WHAT THE TASK REQUIRES >> Go through the listing below and output exactly the line with "If you could identify the rippled", the line with "If you could identify the dark water", and each line between; omit the rest.

DATASET EXCERPTS >>
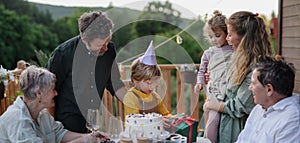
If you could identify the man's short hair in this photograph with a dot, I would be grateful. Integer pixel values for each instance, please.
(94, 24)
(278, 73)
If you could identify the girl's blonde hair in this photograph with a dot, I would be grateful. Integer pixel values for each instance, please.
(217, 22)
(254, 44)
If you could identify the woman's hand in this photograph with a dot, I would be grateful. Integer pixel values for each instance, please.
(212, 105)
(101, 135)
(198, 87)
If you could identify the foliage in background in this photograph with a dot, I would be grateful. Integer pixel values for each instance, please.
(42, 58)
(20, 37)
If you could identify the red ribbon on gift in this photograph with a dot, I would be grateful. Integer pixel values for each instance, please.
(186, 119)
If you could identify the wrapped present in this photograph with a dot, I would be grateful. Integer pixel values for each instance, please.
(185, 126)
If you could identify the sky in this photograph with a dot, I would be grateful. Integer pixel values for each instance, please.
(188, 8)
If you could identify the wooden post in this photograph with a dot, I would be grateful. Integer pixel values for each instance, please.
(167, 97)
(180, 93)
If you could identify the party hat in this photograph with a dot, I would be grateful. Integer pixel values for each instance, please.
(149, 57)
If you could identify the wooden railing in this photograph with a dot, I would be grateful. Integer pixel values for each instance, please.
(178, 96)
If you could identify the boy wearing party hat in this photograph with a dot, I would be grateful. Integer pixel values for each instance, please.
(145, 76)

==

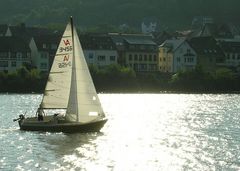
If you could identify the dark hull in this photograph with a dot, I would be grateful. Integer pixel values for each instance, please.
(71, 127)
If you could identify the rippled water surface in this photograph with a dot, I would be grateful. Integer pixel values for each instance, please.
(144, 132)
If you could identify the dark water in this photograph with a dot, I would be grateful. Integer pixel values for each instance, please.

ANSWER TO THE PROBLEM >>
If you could identify the rippled water surface in this photograph with a dot, I would be grateful. Integer pixel values for each instance, please.
(144, 132)
If you could identify the dark water in this photograph with a dot, I would be grateful. Integer pixel values for each instance, please.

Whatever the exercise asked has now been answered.